Data listing>
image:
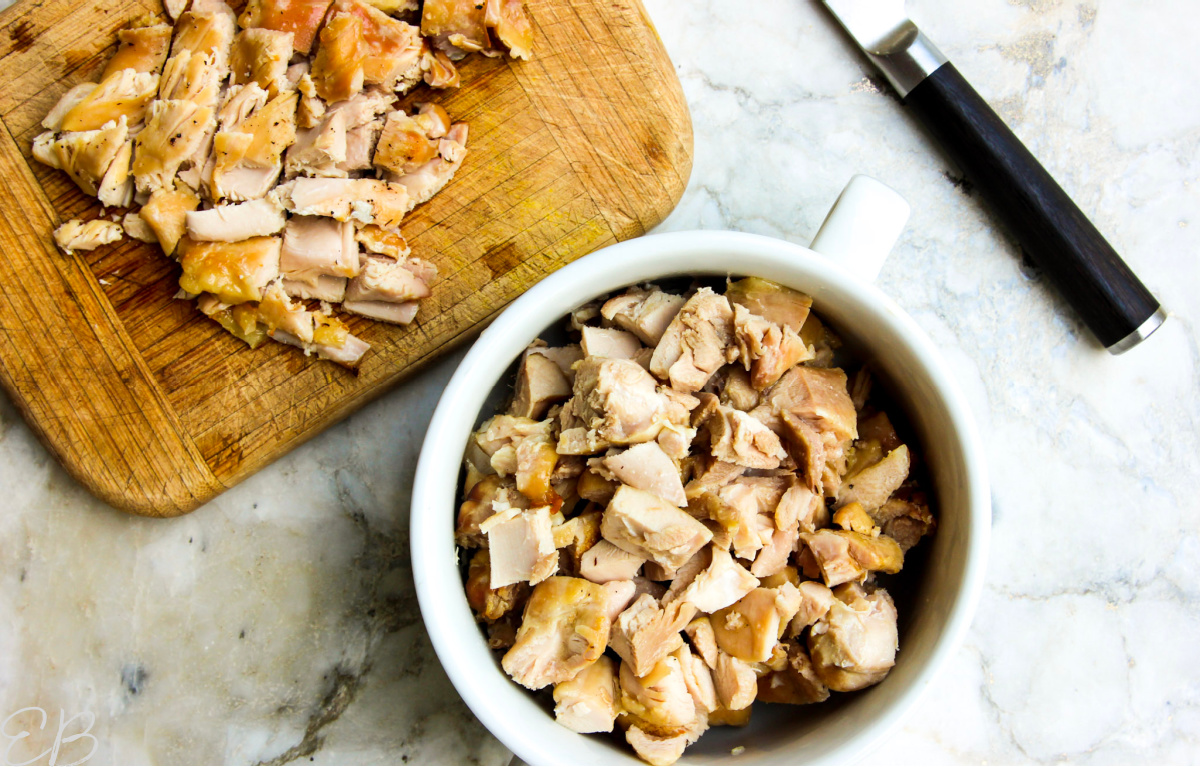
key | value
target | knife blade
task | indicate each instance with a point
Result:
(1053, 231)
---
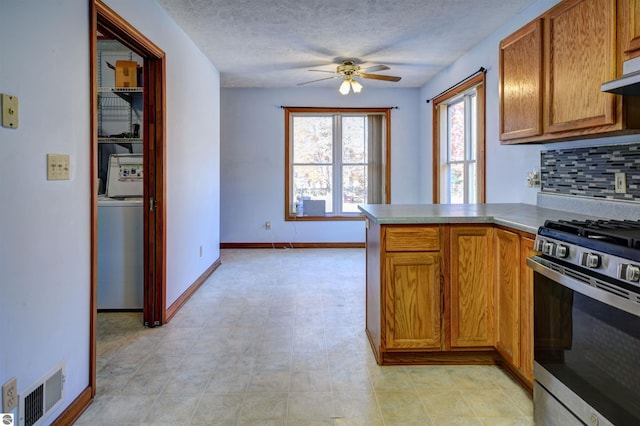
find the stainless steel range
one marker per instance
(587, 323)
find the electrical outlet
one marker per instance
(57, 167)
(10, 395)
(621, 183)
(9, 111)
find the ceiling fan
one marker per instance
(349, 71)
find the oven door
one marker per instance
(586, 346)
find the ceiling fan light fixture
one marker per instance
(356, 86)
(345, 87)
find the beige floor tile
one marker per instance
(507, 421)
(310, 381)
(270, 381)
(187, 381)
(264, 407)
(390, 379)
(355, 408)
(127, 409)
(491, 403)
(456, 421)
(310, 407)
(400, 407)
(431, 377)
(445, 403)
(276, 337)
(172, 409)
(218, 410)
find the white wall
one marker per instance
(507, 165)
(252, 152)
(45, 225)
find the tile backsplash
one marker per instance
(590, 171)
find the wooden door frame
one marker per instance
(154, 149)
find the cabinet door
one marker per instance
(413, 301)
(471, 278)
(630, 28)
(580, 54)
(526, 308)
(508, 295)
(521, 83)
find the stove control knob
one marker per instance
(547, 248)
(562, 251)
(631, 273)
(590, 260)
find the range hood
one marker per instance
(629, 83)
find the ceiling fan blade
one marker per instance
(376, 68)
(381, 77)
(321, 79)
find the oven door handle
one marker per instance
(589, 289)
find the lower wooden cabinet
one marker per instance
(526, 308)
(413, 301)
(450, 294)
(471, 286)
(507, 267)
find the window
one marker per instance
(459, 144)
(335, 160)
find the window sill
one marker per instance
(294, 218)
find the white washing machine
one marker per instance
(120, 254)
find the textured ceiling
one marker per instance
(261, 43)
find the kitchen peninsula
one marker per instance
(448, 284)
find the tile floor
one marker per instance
==
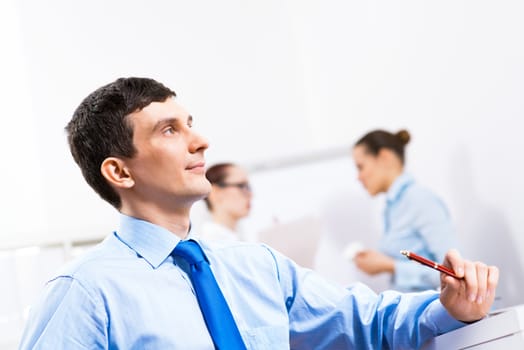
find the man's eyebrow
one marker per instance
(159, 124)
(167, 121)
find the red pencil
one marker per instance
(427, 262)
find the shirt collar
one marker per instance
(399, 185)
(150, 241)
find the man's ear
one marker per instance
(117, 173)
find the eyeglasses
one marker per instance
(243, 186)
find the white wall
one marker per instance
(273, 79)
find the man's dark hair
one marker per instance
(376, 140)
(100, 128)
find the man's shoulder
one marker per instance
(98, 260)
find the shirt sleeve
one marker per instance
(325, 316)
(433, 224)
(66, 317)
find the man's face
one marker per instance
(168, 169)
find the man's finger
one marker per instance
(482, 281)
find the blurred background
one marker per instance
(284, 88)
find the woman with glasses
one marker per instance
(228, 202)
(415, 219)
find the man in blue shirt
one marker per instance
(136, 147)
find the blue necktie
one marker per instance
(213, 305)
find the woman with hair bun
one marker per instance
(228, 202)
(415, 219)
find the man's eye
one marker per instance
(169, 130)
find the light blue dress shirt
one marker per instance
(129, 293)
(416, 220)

Given request>
Return each line of the listing above that contains the string "floor". Matching is case-sensitive.

Written reply>
find the beige floor tile
find the tile floor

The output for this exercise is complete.